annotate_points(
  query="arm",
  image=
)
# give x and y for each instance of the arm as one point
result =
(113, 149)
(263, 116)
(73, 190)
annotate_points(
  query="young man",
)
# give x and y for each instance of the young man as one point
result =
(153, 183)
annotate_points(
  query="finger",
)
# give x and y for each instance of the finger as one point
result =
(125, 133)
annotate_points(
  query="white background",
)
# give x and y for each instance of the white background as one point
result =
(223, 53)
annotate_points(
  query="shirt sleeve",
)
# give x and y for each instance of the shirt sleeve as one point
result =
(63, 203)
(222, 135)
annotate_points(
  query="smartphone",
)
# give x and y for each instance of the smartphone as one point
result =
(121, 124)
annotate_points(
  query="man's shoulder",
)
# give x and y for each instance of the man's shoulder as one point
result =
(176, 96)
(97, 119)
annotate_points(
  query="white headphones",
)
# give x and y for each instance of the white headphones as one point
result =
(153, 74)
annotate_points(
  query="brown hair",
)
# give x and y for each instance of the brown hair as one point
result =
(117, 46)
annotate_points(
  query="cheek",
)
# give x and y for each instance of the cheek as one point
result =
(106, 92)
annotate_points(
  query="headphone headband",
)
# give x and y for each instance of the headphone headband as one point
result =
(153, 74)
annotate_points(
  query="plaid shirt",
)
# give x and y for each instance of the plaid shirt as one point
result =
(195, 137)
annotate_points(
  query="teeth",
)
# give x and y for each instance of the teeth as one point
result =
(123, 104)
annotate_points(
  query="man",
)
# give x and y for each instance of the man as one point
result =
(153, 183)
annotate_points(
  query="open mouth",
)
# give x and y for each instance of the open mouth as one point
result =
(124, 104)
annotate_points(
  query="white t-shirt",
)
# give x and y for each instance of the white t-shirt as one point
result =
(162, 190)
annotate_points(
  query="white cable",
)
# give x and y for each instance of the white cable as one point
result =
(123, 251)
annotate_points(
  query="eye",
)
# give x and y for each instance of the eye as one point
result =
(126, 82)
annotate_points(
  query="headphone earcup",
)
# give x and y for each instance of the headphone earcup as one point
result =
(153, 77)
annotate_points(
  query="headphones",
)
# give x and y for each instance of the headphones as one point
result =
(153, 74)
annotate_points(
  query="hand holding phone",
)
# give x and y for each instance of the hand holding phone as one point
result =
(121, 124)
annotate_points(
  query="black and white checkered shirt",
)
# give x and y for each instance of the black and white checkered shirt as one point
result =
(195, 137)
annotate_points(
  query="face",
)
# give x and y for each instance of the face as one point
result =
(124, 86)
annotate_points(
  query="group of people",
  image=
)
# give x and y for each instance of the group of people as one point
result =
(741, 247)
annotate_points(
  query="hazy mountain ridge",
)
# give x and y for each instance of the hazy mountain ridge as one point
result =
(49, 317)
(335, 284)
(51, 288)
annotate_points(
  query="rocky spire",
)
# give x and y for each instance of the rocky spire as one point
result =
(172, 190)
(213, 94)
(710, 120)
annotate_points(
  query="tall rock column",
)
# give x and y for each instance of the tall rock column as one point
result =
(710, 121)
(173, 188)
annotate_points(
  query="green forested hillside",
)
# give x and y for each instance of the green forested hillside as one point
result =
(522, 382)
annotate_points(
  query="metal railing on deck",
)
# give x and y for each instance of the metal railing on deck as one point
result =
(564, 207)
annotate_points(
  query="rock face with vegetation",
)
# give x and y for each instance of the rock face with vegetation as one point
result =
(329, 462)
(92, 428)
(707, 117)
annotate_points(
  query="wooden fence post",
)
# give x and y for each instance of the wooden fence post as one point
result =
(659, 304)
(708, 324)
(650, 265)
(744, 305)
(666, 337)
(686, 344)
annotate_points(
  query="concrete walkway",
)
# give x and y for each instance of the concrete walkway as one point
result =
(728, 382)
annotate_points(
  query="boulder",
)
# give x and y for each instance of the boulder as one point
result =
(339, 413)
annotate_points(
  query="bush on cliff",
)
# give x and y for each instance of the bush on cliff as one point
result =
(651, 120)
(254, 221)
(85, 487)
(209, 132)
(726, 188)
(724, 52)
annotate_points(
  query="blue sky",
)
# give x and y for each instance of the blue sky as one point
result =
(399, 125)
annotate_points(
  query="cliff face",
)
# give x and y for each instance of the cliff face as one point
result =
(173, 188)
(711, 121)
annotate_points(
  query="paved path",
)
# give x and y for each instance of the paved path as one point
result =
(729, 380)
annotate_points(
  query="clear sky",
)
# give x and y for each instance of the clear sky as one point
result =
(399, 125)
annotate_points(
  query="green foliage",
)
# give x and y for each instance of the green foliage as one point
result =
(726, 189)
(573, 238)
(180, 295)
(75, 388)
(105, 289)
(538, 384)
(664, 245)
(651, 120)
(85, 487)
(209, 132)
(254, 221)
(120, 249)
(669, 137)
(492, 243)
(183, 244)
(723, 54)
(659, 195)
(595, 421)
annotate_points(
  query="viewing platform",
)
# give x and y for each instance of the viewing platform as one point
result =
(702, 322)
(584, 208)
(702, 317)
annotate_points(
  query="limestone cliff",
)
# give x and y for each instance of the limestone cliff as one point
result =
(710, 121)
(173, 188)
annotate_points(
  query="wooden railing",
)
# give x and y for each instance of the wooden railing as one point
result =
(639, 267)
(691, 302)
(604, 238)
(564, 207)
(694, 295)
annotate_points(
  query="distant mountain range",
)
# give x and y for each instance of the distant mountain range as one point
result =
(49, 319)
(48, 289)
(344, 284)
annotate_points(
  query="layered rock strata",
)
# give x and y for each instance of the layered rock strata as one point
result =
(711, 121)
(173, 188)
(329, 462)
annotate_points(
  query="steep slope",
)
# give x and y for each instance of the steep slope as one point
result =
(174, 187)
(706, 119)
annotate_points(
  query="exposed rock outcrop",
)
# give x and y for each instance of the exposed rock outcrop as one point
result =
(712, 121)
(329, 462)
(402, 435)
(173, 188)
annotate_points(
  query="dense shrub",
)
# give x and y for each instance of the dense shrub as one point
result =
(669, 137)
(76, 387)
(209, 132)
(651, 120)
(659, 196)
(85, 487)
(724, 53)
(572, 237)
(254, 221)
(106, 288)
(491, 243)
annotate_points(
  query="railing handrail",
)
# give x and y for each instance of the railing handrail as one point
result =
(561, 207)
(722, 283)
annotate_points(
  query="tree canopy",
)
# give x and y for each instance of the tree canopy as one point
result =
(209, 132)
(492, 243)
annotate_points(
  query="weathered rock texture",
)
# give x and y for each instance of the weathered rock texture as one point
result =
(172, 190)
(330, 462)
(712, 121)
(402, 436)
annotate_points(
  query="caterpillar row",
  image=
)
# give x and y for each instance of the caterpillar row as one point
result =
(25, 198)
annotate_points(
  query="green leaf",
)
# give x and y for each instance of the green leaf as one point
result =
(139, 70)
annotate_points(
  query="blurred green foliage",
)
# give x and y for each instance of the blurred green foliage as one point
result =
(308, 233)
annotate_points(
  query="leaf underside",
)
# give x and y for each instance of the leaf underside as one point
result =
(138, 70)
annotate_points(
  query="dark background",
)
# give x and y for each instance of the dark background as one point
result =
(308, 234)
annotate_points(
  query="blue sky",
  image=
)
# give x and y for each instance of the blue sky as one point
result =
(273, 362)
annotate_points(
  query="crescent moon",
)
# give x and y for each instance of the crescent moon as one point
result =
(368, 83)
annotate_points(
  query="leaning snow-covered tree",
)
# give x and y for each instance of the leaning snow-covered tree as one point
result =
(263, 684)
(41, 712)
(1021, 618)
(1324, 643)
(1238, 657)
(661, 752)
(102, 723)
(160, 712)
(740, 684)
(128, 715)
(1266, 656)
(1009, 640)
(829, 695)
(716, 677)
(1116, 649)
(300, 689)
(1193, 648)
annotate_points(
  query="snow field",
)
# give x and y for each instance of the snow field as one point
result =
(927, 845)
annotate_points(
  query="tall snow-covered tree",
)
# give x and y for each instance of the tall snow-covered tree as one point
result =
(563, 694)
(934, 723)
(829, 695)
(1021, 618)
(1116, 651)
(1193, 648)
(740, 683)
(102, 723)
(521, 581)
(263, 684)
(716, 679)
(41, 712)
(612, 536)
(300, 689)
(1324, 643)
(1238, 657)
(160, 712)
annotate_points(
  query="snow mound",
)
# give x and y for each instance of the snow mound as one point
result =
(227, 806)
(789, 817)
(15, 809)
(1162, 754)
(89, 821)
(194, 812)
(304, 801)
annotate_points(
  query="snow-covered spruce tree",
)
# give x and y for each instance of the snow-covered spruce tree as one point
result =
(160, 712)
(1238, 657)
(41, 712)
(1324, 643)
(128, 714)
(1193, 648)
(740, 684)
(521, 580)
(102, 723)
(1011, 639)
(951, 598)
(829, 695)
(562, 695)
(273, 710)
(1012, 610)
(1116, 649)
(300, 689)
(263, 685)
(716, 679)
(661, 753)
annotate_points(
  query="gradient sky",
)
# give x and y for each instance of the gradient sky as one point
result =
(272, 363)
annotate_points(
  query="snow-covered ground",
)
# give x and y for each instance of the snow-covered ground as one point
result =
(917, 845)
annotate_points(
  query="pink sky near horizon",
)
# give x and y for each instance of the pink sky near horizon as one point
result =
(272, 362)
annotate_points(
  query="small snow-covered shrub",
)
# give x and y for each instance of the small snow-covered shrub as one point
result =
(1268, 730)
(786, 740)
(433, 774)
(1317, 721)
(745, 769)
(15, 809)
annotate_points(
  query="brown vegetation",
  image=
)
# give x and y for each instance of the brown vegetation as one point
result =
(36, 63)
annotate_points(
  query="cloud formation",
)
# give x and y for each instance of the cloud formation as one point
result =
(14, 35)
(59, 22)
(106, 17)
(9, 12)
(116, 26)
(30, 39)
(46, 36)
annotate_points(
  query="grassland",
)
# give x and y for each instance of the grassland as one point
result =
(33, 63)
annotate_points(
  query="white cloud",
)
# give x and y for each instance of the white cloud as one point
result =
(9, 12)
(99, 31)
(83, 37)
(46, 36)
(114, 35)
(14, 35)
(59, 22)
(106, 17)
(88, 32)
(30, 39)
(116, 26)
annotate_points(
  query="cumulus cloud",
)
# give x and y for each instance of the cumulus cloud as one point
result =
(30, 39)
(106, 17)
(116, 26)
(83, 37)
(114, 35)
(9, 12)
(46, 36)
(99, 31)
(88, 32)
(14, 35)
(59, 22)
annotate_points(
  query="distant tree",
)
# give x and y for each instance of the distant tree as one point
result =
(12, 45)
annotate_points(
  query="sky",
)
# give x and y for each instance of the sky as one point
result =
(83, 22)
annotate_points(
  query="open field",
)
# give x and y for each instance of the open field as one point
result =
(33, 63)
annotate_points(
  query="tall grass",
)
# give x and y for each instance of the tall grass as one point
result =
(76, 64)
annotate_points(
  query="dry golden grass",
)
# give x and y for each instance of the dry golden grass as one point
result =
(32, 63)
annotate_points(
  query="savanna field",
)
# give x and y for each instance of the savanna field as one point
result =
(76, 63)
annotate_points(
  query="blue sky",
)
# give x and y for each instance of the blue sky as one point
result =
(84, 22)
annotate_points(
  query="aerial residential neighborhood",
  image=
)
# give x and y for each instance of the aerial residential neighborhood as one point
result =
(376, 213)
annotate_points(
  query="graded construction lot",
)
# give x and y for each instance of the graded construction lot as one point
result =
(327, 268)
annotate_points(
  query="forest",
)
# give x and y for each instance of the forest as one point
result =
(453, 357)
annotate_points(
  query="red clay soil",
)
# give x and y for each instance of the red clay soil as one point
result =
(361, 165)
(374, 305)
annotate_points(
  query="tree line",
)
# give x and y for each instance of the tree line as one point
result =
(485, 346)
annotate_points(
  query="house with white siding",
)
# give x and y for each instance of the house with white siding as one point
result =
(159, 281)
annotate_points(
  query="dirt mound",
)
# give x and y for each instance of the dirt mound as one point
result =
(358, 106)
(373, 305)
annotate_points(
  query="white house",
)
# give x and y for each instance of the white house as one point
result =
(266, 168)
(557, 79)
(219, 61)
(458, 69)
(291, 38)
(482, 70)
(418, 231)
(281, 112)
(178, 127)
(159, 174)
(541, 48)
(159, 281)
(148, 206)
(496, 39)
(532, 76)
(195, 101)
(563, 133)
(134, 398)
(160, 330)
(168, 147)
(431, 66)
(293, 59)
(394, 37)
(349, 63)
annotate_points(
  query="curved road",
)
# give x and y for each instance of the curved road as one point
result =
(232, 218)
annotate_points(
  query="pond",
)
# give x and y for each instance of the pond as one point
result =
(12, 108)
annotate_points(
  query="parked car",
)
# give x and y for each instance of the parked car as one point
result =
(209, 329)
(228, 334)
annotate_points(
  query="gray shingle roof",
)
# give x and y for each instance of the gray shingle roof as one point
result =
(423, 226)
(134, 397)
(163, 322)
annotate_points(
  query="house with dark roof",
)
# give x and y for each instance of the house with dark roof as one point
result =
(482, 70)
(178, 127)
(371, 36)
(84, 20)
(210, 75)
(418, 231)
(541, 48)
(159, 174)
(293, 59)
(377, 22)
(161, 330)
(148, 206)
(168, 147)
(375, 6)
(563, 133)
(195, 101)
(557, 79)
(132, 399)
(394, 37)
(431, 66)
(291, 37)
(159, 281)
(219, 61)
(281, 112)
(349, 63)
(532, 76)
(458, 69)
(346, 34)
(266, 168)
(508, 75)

§ §

§ 課題
上の記録から、文字列「caterpillar」を含む行をすべて返す。大文字と小文字は区別する。

§ 解答
  query="caterpillar row",
# give x and y for each instance of the caterpillar row as one point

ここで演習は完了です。